§ **WORK ORDER**: Nothing but the line with "If you could put a dot on the rear" and the lines after it, through the end of the records below, is to be repeated, exactly as it is.

§ **Point-per-instance localization data**:
-*-*-

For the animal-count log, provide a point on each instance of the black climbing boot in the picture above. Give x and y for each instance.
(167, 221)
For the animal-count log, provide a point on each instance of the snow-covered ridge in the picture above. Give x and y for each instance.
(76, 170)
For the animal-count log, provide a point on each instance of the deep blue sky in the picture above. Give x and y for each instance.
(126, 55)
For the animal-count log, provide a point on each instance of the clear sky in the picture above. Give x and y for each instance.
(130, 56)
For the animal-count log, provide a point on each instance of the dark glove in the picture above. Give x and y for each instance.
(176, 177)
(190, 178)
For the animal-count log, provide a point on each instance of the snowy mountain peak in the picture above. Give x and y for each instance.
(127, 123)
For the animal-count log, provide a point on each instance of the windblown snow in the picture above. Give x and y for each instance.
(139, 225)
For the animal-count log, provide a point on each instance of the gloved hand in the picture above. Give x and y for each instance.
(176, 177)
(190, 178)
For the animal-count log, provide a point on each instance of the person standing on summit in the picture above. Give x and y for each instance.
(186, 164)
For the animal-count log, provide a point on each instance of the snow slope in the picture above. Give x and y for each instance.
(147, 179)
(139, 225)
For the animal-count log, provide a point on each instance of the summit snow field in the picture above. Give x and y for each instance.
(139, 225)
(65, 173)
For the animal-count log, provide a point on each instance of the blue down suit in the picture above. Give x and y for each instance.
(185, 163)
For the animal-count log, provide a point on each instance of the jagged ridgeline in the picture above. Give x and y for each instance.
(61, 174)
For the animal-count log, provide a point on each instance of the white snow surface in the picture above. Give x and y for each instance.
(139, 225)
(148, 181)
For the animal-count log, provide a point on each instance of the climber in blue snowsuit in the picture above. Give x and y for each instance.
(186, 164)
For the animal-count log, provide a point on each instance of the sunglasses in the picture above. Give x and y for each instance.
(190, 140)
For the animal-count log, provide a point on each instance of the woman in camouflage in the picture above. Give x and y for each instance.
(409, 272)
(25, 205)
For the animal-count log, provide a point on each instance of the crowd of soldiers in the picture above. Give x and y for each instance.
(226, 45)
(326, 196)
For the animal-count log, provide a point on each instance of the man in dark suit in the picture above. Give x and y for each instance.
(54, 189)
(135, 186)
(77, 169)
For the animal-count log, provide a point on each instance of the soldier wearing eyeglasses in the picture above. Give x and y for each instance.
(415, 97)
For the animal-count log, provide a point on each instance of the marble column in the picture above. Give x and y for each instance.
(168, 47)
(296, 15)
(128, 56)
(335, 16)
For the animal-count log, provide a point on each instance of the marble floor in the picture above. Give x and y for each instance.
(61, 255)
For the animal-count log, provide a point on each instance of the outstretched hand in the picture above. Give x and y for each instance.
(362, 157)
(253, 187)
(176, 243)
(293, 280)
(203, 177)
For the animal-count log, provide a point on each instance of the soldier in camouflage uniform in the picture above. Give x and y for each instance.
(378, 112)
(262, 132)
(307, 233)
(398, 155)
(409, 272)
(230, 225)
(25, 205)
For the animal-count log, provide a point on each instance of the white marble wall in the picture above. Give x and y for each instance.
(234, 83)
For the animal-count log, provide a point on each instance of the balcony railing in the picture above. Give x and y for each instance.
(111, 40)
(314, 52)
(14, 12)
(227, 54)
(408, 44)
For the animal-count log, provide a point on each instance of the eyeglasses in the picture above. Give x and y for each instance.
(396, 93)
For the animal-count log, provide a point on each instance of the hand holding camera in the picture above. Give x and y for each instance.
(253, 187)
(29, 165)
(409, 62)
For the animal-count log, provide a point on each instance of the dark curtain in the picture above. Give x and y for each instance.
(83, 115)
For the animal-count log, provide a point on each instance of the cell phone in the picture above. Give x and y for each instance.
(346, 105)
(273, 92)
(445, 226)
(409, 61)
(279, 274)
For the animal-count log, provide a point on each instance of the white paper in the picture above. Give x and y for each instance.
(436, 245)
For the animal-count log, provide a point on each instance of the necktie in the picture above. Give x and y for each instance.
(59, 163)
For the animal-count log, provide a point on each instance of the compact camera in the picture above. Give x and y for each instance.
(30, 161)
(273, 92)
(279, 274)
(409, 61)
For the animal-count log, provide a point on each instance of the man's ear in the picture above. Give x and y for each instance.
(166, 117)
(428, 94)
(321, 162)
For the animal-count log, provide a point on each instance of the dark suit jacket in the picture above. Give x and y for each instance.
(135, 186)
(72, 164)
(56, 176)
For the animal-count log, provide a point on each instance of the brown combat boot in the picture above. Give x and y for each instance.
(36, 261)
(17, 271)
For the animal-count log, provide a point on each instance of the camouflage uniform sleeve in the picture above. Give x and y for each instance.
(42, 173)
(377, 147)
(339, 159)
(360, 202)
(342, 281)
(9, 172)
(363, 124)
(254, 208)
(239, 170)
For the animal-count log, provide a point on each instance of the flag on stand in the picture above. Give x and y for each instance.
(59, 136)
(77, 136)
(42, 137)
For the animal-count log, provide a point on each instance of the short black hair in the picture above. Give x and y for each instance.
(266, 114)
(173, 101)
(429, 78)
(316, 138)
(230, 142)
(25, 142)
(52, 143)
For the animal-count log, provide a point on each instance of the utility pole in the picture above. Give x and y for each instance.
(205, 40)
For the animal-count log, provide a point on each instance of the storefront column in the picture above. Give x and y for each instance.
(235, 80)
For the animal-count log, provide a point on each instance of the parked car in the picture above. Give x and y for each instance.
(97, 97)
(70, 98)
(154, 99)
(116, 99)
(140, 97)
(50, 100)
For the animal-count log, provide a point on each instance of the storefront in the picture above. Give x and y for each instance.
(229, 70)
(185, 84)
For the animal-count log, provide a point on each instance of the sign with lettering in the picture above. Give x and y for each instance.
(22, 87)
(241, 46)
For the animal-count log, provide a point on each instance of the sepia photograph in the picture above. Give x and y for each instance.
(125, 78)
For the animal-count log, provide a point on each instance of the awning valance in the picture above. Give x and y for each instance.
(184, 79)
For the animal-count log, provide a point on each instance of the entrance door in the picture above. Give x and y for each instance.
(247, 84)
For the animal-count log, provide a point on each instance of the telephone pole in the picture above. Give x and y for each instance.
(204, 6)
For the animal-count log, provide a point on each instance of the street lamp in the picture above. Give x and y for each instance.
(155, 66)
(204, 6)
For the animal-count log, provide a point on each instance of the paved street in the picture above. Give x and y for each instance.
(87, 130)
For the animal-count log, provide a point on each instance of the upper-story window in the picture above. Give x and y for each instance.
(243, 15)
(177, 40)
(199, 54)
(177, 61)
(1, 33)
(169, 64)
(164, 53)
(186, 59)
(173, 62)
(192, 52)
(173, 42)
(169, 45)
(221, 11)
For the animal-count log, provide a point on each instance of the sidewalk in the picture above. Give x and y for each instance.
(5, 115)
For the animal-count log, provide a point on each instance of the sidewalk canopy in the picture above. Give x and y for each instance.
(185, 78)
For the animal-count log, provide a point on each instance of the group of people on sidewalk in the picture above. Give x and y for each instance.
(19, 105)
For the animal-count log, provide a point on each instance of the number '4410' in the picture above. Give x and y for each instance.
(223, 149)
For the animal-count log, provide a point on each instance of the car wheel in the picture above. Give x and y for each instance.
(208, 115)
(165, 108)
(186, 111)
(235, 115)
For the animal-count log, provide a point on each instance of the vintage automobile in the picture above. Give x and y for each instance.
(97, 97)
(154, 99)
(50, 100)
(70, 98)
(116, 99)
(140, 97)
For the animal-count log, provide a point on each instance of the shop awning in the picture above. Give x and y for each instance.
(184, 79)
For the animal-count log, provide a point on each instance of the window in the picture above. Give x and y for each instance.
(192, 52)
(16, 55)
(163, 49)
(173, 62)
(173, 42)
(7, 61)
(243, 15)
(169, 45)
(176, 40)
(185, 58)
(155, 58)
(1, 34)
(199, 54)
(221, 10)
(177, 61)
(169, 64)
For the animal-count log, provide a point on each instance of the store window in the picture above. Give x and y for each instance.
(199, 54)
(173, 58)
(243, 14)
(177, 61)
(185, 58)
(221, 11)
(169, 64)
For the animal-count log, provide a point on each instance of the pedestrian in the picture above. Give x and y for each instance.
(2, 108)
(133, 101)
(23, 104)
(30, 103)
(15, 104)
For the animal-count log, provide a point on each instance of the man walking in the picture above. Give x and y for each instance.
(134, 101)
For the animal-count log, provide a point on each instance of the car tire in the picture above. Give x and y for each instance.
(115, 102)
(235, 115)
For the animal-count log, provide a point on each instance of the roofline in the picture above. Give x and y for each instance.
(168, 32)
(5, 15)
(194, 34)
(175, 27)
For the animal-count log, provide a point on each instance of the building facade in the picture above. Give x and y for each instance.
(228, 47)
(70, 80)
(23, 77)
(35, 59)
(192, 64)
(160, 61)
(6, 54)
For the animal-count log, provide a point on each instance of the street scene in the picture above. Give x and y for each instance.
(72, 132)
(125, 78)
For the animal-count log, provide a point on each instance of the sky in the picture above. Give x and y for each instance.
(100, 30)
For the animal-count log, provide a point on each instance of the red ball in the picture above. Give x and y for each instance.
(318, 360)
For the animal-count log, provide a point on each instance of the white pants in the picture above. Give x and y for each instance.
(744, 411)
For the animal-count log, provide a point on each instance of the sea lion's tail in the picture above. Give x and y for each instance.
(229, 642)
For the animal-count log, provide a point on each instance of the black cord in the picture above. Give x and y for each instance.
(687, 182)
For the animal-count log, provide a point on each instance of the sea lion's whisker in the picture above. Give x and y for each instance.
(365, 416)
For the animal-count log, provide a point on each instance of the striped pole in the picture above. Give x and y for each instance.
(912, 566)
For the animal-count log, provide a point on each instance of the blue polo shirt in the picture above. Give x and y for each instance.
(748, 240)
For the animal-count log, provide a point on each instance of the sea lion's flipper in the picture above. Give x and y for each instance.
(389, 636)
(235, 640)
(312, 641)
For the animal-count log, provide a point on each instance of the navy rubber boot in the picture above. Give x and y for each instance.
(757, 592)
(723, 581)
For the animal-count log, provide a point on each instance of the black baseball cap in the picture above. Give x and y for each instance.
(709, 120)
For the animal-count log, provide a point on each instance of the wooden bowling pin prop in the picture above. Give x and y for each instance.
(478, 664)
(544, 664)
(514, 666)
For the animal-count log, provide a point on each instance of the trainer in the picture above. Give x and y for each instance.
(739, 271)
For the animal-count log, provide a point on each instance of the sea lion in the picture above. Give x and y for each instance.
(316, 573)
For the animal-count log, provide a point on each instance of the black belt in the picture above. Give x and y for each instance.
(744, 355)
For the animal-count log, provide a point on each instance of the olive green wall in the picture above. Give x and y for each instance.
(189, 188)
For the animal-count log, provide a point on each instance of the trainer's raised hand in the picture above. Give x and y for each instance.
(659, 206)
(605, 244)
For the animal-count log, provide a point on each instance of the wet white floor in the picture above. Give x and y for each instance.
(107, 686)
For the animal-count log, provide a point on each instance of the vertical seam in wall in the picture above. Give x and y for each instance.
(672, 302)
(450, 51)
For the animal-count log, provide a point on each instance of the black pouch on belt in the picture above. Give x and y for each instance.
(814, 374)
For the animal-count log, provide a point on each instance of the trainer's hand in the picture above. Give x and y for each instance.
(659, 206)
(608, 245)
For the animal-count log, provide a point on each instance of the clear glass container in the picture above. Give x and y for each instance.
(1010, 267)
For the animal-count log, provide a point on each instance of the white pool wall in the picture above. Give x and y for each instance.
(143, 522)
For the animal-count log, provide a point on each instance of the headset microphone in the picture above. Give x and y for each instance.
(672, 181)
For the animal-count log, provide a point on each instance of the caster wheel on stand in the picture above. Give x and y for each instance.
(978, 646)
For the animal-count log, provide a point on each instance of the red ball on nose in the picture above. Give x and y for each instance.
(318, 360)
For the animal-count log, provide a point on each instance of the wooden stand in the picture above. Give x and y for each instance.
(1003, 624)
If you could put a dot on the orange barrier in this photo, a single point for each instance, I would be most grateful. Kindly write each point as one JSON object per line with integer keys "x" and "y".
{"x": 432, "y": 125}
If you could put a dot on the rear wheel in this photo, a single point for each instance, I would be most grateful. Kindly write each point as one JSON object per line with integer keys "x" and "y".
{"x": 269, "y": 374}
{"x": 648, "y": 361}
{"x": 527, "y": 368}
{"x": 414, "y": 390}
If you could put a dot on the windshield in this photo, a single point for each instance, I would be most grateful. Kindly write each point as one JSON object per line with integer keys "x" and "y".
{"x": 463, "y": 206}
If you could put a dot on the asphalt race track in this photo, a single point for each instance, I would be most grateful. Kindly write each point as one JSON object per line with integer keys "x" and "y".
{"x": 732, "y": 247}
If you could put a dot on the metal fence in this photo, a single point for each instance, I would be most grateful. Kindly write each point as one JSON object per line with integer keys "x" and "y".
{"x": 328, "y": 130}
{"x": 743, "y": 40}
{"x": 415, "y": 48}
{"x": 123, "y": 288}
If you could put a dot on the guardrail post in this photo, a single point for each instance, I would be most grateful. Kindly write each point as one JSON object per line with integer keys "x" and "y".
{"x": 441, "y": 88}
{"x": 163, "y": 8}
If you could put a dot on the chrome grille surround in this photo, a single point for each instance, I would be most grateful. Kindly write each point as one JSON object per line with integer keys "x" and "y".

-*-*-

§ **RESPONSE BELOW**:
If you could put a dot on the rear wheel in this photo, a single point for each instance, I would be most grateful. Kindly write each point as one JSON object per line with integer keys "x" and "y".
{"x": 269, "y": 374}
{"x": 648, "y": 361}
{"x": 527, "y": 368}
{"x": 414, "y": 390}
If you could put a dot on the windshield in this photo, a single point for each instance, I would be most grateful. Kindly write each point as one JSON object per line with integer keys "x" and "y".
{"x": 463, "y": 206}
If you could put a dot on the asphalt race track in this photo, a single point for each instance, I would be most grateful. Kindly write each point as one JSON object per line with integer keys "x" and "y".
{"x": 732, "y": 247}
If you could put a dot on the metal fence in this photo, a single point for each instance, I would be most grateful. Kindly write each point as one JSON object per line with integer keys "x" and "y".
{"x": 328, "y": 130}
{"x": 743, "y": 40}
{"x": 415, "y": 48}
{"x": 123, "y": 288}
If you could put a dot on the guardrail post in this photo, a single point for each instance, I would be most grateful. Kindly write each point as one JSON object per line with integer keys "x" and "y".
{"x": 441, "y": 88}
{"x": 163, "y": 8}
If you could put a dot on the chrome grille surround in this photo, a single point for each instance, I would be most grateful. Kindly write each point as one JSON object per line with integer keys "x" and "y".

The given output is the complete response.